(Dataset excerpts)
-- -- --

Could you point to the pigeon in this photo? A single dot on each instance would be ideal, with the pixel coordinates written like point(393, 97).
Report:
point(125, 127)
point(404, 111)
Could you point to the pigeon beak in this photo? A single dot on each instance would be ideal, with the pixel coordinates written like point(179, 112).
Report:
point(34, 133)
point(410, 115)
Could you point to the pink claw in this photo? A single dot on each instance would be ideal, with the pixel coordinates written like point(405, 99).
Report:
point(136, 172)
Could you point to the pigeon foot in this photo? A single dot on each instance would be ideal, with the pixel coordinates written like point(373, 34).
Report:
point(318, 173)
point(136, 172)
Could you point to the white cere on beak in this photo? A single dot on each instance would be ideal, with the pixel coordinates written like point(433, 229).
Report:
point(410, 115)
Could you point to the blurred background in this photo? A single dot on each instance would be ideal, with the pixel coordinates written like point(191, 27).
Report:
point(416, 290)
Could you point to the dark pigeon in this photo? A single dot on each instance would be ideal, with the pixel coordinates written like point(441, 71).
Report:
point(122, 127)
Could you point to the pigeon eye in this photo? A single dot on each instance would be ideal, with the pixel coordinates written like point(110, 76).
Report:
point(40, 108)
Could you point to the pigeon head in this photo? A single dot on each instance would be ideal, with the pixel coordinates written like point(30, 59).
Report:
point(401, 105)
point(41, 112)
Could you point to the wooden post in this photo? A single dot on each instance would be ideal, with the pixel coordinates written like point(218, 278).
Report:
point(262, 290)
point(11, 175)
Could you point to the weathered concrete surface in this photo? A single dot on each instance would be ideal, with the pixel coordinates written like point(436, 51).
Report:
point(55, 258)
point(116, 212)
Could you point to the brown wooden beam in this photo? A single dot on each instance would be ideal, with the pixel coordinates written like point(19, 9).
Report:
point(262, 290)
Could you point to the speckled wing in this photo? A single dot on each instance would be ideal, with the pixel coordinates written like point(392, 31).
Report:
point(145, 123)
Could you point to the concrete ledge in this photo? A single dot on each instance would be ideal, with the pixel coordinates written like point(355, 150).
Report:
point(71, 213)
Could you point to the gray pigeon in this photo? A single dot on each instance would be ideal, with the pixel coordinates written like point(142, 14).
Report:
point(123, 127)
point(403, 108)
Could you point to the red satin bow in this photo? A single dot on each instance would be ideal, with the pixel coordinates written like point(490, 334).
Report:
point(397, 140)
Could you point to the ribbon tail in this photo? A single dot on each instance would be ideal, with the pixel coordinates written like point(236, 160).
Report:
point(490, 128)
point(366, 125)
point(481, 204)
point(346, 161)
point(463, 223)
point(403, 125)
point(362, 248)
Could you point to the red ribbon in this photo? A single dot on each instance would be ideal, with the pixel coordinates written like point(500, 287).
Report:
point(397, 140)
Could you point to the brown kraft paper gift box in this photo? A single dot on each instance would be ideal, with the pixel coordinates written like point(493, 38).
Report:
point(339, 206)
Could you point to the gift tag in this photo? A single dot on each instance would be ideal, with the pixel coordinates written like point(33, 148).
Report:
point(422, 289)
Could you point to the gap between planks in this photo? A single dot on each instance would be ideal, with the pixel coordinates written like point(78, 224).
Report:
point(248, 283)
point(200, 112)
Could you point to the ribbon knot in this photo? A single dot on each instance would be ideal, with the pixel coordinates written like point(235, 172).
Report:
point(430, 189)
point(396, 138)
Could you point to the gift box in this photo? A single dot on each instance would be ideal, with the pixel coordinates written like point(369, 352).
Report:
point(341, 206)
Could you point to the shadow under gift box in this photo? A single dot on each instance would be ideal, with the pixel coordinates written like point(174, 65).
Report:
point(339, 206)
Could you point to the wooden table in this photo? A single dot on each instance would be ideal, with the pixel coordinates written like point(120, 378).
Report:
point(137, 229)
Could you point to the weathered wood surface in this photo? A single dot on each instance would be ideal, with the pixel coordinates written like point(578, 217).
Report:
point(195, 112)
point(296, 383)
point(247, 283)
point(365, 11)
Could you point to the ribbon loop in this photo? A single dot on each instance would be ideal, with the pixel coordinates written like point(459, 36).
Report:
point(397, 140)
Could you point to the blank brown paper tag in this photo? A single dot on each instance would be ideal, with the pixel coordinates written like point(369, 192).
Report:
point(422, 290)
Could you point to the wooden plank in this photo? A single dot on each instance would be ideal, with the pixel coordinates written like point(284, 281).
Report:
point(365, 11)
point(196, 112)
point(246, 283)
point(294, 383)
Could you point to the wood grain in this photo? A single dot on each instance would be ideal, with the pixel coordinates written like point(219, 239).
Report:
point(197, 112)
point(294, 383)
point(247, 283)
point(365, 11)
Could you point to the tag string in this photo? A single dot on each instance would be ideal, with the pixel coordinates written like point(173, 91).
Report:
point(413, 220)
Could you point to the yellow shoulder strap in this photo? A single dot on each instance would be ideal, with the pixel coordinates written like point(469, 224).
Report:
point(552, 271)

-- -- --

→ TASK
Could you give the data above again, exact in every line?

→ OUTPUT FOR THIS EXERCISE
Could you point to the pigeon in this photo? A single dot on each instance would be ideal, with the pixel coordinates written like point(393, 97).
Report:
point(125, 127)
point(404, 111)
Could you point to the pigeon beak in this photo? A single dot on each instance would be ideal, with the pixel coordinates written like point(179, 112).
Report:
point(34, 133)
point(410, 115)
Could you point to the pink claw in this photo? A single dot on each instance would be ideal, with the pixel coordinates written like point(405, 99).
Report:
point(136, 172)
Could you point to the pigeon foot in this photo? A single dot on each instance would be ideal, with the pixel coordinates written like point(373, 34).
Report:
point(318, 173)
point(136, 172)
Could you point to the white cere on beak in this photo? A single dot on each instance would be ideal, with the pixel coordinates written like point(433, 229).
Report:
point(410, 115)
Could you point to the blurred background in this photo? A single dot on each instance would be ideal, with the pixel coordinates written like point(191, 27).
Report:
point(416, 290)
Could you point to the dark pigeon in this photo? A single dot on each instance would be ideal, with the pixel coordinates written like point(441, 71).
Report:
point(122, 127)
Could you point to the pigeon eye in this photo? A single dot on each instance would be ideal, with the pixel coordinates written like point(110, 76).
Report:
point(40, 108)
Could you point to the pigeon head in this photo? A single dot on each instance would be ideal, with the pixel coordinates written like point(30, 59).
Report:
point(401, 105)
point(41, 112)
Could you point to the wooden post in this photo? A single dot on each instance would be ideal, with the pixel coordinates written like point(218, 278).
Report:
point(262, 290)
point(11, 175)
Could you point to the weathered concrete surface in this photo? A single dot on each instance would be ideal, with the pixel coordinates written like point(436, 51).
Report:
point(55, 258)
point(116, 212)
Could you point to the brown wooden beam in this photo? A single dot on each instance would be ideal, with the pixel coordinates written like point(19, 9).
Report:
point(262, 290)
Could you point to the speckled wing in this photo? A single dot on each instance would be ideal, with the pixel coordinates written like point(392, 31).
Report:
point(145, 123)
Could you point to the concrete ledge in this photo? A single dot on each instance would be ideal, with the pixel coordinates written like point(355, 150).
Report:
point(71, 213)
Could you point to the gray pigeon in this photo? A single dot on each instance would be ideal, with the pixel coordinates written like point(142, 14).
Report:
point(123, 127)
point(403, 108)
Could you point to the red satin bow in this photo? A single dot on each instance would be ideal, with the pixel coordinates written like point(490, 334).
Report:
point(397, 140)
Could you point to the ribbon tail in this photo? A single dot on each instance would be ideal, with the pixel coordinates written like point(236, 160).
Report:
point(490, 128)
point(366, 125)
point(481, 204)
point(346, 161)
point(463, 223)
point(403, 125)
point(362, 248)
Could you point to the red ribbon in this photo? A single dot on each instance would be ideal, with the pixel coordinates written like point(500, 287).
Report:
point(397, 140)
Could you point to the brown kraft paper gift box in this photo? A single dot on each instance would be ideal, with the pixel coordinates written like point(493, 38).
Report:
point(339, 206)
Could you point to the gift tag in this photo? A single dot on each instance would be ideal, with the pixel coordinates written like point(33, 148).
Report:
point(422, 289)
Could you point to the gap between planks in this photo? A single dot on each instance would be ideal, with the pixel coordinates written like point(78, 224).
Report:
point(248, 283)
point(200, 112)
Could you point to the ribbon knot in this photo? A single dot on each instance would be ideal, with the pixel coordinates written like point(235, 172).
Report:
point(430, 189)
point(396, 138)
Could you point to the gift box in this photo? A single dot on each instance would be ideal, with the pixel coordinates written like point(369, 352).
Report:
point(341, 206)
Could you point to the shadow under gift box in this photo? A single dot on each instance would be ideal, with the pixel coordinates written like point(174, 65).
Report:
point(339, 206)
Could you point to the wooden table in this photo? A single dot on each instance would be ideal, with the pixel coordinates written like point(120, 378).
Report:
point(137, 229)
Could you point to the weathered wood surface in this photo? A single dot on each instance would be ideal, with the pixel coordinates written like point(578, 217).
Report:
point(195, 112)
point(296, 383)
point(247, 283)
point(365, 11)
Could you point to the ribbon loop in this photo? A single dot on each instance would be ideal, with the pixel coordinates written like point(459, 36).
Report:
point(397, 140)
Could you point to the blank brown paper tag in this photo? A single dot on each instance would be ideal, with the pixel coordinates written like point(369, 192).
Report:
point(422, 290)
Could you point to the wooden plank in this photo? A single dot on each instance would be ideal, with the pixel coordinates written like point(284, 281).
Report:
point(365, 11)
point(196, 112)
point(246, 283)
point(294, 383)
Could you point to the wood grain in this photo? A single dot on each instance would be ideal, with the pixel coordinates written like point(219, 239).
Report:
point(197, 112)
point(294, 383)
point(247, 283)
point(365, 11)
Could you point to the tag string in this photo? A single dot on each instance would be ideal, with the pixel coordinates written like point(173, 91).
Report:
point(413, 220)
Could you point to the yellow shoulder strap in this photo? A single dot on each instance would be ideal, with the pixel coordinates written like point(469, 224).
Report:
point(552, 271)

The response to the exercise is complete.